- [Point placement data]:
--- start ---
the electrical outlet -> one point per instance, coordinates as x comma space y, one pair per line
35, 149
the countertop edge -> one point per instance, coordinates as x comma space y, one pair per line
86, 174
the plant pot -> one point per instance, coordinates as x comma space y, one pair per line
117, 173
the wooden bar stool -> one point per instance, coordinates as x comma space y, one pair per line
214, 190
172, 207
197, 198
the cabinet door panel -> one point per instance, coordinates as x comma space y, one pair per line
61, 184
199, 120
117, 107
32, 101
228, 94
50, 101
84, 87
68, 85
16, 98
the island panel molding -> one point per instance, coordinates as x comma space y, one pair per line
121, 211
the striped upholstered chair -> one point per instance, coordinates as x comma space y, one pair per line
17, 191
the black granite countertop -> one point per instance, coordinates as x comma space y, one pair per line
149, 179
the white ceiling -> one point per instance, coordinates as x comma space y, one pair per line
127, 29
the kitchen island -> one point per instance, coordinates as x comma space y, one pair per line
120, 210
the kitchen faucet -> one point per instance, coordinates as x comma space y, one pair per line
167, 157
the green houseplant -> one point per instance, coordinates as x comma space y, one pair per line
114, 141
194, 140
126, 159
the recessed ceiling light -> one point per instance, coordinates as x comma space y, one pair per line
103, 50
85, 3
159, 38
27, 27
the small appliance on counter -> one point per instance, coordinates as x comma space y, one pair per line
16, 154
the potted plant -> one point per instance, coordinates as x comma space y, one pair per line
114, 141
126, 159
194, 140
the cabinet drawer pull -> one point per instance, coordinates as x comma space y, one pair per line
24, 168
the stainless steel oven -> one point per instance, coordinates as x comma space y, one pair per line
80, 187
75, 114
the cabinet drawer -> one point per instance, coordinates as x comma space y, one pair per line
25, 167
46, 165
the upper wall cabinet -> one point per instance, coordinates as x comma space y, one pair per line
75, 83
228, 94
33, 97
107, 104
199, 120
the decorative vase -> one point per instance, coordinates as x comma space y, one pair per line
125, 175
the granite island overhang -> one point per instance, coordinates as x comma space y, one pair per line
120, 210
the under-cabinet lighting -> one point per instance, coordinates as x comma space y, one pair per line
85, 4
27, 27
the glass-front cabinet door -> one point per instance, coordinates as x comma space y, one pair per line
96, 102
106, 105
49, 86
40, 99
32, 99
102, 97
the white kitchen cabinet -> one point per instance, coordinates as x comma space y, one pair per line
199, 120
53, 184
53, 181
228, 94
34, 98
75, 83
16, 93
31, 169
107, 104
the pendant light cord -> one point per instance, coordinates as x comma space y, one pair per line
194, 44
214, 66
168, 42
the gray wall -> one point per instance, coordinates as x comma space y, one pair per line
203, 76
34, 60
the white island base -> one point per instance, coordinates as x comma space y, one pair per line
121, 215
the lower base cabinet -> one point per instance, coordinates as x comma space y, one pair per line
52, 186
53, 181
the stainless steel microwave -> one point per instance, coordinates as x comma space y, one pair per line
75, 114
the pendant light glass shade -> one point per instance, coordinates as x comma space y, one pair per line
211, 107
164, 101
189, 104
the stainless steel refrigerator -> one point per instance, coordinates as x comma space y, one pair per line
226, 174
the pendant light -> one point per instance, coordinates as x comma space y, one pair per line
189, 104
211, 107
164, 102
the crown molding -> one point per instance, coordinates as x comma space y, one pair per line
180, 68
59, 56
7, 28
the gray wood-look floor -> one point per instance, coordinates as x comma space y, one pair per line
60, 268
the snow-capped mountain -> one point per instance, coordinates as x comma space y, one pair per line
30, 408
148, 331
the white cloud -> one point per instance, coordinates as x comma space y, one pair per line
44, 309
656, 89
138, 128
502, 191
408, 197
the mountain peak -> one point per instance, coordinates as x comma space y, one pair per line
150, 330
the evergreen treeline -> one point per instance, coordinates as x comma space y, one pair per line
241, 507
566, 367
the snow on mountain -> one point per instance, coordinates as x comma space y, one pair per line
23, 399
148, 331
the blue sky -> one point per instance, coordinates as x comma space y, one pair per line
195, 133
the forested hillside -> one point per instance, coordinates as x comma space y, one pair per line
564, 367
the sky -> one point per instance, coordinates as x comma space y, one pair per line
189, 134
--- end ---
Copy out the lines of the data above word for word, beginning with the line containing "the blue sky" and continuing through the final line.

the blue sky -> one point per instance, coordinates as x comma space y, one pair per line
195, 133
the forested hillside -> one point per instance, coordinates as x comma space y, one pair per line
564, 367
the sky -> one point per instance, coordinates as x comma space y, one pair per line
189, 134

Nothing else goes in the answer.